*THE REQUEST*
Could you give the listing, from its first line up to and including the line containing "100 72 L 98", as a JSON list of strings with one string per line, skipping blank lines and leaving out the pictures?

*SUPPLIED RECORDS*
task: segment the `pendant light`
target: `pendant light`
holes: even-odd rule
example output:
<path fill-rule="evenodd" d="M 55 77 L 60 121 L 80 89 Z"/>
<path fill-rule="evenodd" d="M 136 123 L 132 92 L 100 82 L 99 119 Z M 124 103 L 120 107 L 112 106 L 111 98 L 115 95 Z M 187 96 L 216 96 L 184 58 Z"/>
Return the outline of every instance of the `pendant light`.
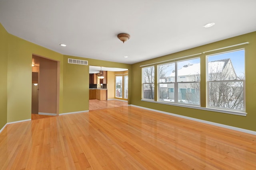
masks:
<path fill-rule="evenodd" d="M 100 72 L 98 74 L 98 78 L 100 79 L 104 78 L 104 74 L 103 73 L 103 71 L 101 69 L 101 67 L 100 67 Z"/>

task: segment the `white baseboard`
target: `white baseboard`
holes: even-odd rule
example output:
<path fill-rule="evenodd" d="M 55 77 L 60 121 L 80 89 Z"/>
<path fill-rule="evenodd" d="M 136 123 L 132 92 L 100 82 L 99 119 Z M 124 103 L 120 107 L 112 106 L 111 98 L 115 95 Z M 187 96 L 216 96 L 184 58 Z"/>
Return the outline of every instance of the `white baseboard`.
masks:
<path fill-rule="evenodd" d="M 127 100 L 121 100 L 121 99 L 108 99 L 108 100 L 119 100 L 120 101 L 122 101 L 122 102 L 128 102 L 128 101 L 127 101 Z"/>
<path fill-rule="evenodd" d="M 84 113 L 84 112 L 88 112 L 89 111 L 89 110 L 84 110 L 83 111 L 74 111 L 74 112 L 68 112 L 68 113 L 60 113 L 59 115 L 69 115 L 70 114 L 74 114 L 74 113 Z"/>
<path fill-rule="evenodd" d="M 256 131 L 251 131 L 250 130 L 245 129 L 244 129 L 240 128 L 239 127 L 234 127 L 234 126 L 229 126 L 228 125 L 223 125 L 222 124 L 218 123 L 217 123 L 212 122 L 210 121 L 207 121 L 206 120 L 202 120 L 199 119 L 194 118 L 193 117 L 190 117 L 188 116 L 182 116 L 182 115 L 177 115 L 176 114 L 172 113 L 169 112 L 166 112 L 165 111 L 163 111 L 160 110 L 156 110 L 154 109 L 150 109 L 147 107 L 143 107 L 139 106 L 138 106 L 133 105 L 132 104 L 128 105 L 128 106 L 133 106 L 136 107 L 140 108 L 141 109 L 145 109 L 146 110 L 150 110 L 151 111 L 156 111 L 157 112 L 160 113 L 161 113 L 166 114 L 166 115 L 171 115 L 173 116 L 176 116 L 176 117 L 181 117 L 182 118 L 186 119 L 188 120 L 193 120 L 194 121 L 196 121 L 199 122 L 203 123 L 204 123 L 208 124 L 209 125 L 214 125 L 216 126 L 218 126 L 219 127 L 224 127 L 230 129 L 234 130 L 240 132 L 244 132 L 246 133 L 249 133 L 252 135 L 256 135 Z"/>
<path fill-rule="evenodd" d="M 1 129 L 1 130 L 0 130 L 0 133 L 1 133 L 2 131 L 3 131 L 3 130 L 4 130 L 4 129 L 5 127 L 6 126 L 6 125 L 7 125 L 7 123 L 4 126 L 4 127 Z"/>
<path fill-rule="evenodd" d="M 38 115 L 48 115 L 48 116 L 56 116 L 57 114 L 56 113 L 44 113 L 44 112 L 38 112 Z"/>
<path fill-rule="evenodd" d="M 13 123 L 20 123 L 20 122 L 23 122 L 24 121 L 30 121 L 31 120 L 31 119 L 27 119 L 26 120 L 20 120 L 19 121 L 13 121 L 12 122 L 8 122 L 8 123 L 6 123 L 7 125 L 9 125 L 10 124 L 13 124 Z"/>

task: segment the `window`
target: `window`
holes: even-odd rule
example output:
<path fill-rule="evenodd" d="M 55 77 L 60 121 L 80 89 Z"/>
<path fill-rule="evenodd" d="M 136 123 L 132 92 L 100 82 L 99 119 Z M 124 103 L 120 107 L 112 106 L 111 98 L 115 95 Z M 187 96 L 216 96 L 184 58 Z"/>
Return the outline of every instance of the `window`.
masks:
<path fill-rule="evenodd" d="M 154 66 L 142 68 L 142 98 L 154 98 Z"/>
<path fill-rule="evenodd" d="M 159 65 L 158 70 L 158 101 L 200 105 L 200 59 Z"/>
<path fill-rule="evenodd" d="M 213 54 L 207 59 L 207 107 L 245 111 L 244 50 Z"/>
<path fill-rule="evenodd" d="M 122 98 L 122 76 L 116 76 L 116 97 Z"/>
<path fill-rule="evenodd" d="M 128 76 L 124 76 L 124 98 L 125 99 L 128 98 Z"/>
<path fill-rule="evenodd" d="M 159 65 L 158 68 L 158 100 L 174 102 L 175 63 Z M 168 78 L 168 81 L 165 80 Z"/>

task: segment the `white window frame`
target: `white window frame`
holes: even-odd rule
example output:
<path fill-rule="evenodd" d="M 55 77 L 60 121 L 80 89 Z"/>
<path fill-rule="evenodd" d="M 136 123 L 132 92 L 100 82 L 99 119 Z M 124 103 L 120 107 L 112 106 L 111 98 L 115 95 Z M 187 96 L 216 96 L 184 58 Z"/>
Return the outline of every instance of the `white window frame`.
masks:
<path fill-rule="evenodd" d="M 157 74 L 157 82 L 158 82 L 158 86 L 157 86 L 157 88 L 158 88 L 158 89 L 157 89 L 157 101 L 158 102 L 159 102 L 160 103 L 170 103 L 170 104 L 182 104 L 182 105 L 189 105 L 189 106 L 200 106 L 200 80 L 199 81 L 197 81 L 197 80 L 196 80 L 196 81 L 190 81 L 190 82 L 182 82 L 182 81 L 179 81 L 178 82 L 178 76 L 177 75 L 178 74 L 178 63 L 179 62 L 180 62 L 183 61 L 187 61 L 187 60 L 193 60 L 194 59 L 200 59 L 200 58 L 199 57 L 195 57 L 195 58 L 191 58 L 191 59 L 188 59 L 186 60 L 180 60 L 180 61 L 175 61 L 175 62 L 171 62 L 171 63 L 164 63 L 164 64 L 159 64 L 157 65 L 157 71 L 158 71 L 158 74 Z M 175 64 L 175 77 L 174 77 L 174 82 L 159 82 L 159 75 L 158 74 L 158 72 L 159 72 L 159 67 L 160 66 L 162 65 L 165 65 L 165 64 L 171 64 L 171 63 L 174 63 Z M 183 76 L 182 77 L 185 77 L 185 78 L 186 77 L 185 76 Z M 180 77 L 179 76 L 179 77 Z M 184 104 L 184 103 L 182 103 L 180 102 L 179 102 L 179 100 L 178 100 L 178 93 L 179 93 L 179 89 L 178 88 L 178 86 L 179 86 L 179 84 L 190 84 L 190 83 L 198 83 L 199 84 L 198 85 L 198 87 L 199 87 L 199 89 L 198 89 L 198 91 L 199 91 L 199 103 L 198 104 Z M 170 101 L 170 102 L 168 102 L 168 101 L 163 101 L 162 100 L 161 100 L 160 99 L 160 94 L 159 94 L 160 93 L 160 86 L 161 84 L 174 84 L 174 101 Z"/>
<path fill-rule="evenodd" d="M 246 112 L 246 92 L 245 92 L 245 79 L 246 78 L 245 77 L 244 79 L 244 80 L 208 80 L 208 57 L 210 56 L 212 56 L 213 55 L 217 55 L 221 54 L 224 54 L 227 53 L 232 53 L 234 51 L 239 51 L 244 50 L 244 59 L 245 60 L 245 48 L 242 48 L 239 49 L 235 49 L 233 50 L 230 50 L 228 51 L 226 51 L 224 52 L 222 52 L 221 53 L 216 53 L 214 54 L 211 54 L 209 55 L 206 55 L 206 108 L 212 108 L 215 109 L 218 109 L 220 110 L 227 110 L 227 111 L 237 111 L 240 112 Z M 244 65 L 244 68 L 245 70 L 245 65 Z M 244 70 L 245 72 L 245 70 Z M 224 107 L 214 107 L 214 106 L 210 106 L 210 90 L 209 90 L 209 86 L 210 83 L 210 82 L 243 82 L 243 106 L 244 106 L 244 109 L 243 110 L 240 110 L 238 109 L 230 109 L 228 108 L 224 108 Z"/>
<path fill-rule="evenodd" d="M 127 83 L 126 82 L 126 81 L 125 80 L 126 78 L 126 77 L 127 77 Z M 124 75 L 124 78 L 124 78 L 124 90 L 123 90 L 123 91 L 124 91 L 124 99 L 128 99 L 128 75 Z M 125 85 L 126 84 L 127 84 L 127 87 L 126 87 L 126 86 Z M 127 89 L 127 96 L 126 96 L 126 92 L 125 92 L 125 90 L 126 90 L 126 87 L 127 87 L 127 88 L 126 88 L 126 89 Z"/>
<path fill-rule="evenodd" d="M 151 68 L 152 67 L 154 69 L 154 75 L 153 75 L 153 77 L 154 77 L 154 81 L 153 82 L 144 82 L 144 69 L 146 68 Z M 154 87 L 154 84 L 155 84 L 155 67 L 154 66 L 149 66 L 148 67 L 143 67 L 142 68 L 142 98 L 143 100 L 152 100 L 152 101 L 154 101 L 154 93 L 155 93 L 155 87 Z M 148 99 L 147 98 L 144 98 L 144 85 L 146 85 L 146 84 L 152 84 L 152 86 L 154 87 L 154 95 L 153 96 L 153 99 Z"/>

*RESPONSE TO THE EXERCISE*
[
  "task: segment the `pendant light`",
  "target: `pendant light`",
  "holes: even-odd rule",
  "example output:",
  "<path fill-rule=\"evenodd\" d=\"M 55 77 L 60 121 L 80 89 Z\"/>",
  "<path fill-rule=\"evenodd\" d=\"M 136 123 L 132 92 L 100 82 L 99 119 Z M 124 103 L 120 107 L 112 106 L 111 98 L 115 95 Z M 187 96 L 216 96 L 184 58 Z\"/>",
  "Return the outline of every instance of the `pendant light`.",
  "masks:",
  "<path fill-rule=\"evenodd\" d=\"M 100 72 L 98 74 L 98 78 L 100 79 L 104 78 L 104 74 L 103 73 L 103 71 L 101 69 L 101 67 L 100 67 Z\"/>"
]